• Exercise
Could you copy exactly the lines from the one containing "of the blurred" through the last line of the records below, leaving out any pictures?

— START Stored rows —

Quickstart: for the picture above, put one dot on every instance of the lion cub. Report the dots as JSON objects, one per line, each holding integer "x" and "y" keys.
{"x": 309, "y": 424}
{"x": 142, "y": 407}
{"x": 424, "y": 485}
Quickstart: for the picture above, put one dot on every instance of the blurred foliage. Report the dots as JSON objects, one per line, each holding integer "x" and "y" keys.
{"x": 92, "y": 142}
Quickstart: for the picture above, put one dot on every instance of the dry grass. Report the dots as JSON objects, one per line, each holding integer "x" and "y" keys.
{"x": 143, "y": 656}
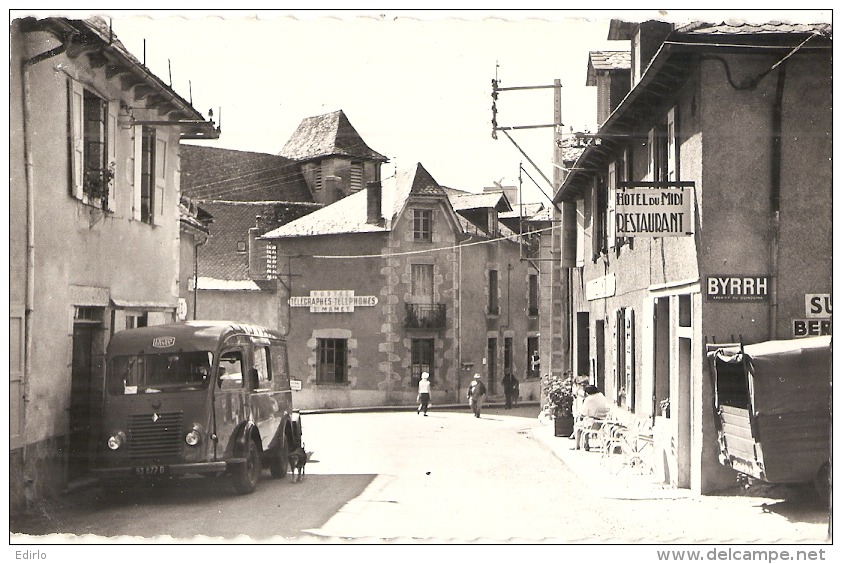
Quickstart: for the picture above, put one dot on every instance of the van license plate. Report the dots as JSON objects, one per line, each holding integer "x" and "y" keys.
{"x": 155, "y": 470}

— END Stored rows —

• Response
Quickstart: for the picture above, put one dot on every instance of the blurred foliage. Report the dots as JSON objects, one per line, each holding integer "x" and "y" keys.
{"x": 92, "y": 142}
Quickstart: for the picture above, put one dot on every instance of the dry grass. Report the dots as JSON objects, one per line, each holding integer "x" and "y" keys.
{"x": 143, "y": 656}
Quickstart: for the picture above, put one dot on every instance of the van license plate. Report the dots as JSON objects, one per line, each holding integer "x" and "y" keys.
{"x": 155, "y": 470}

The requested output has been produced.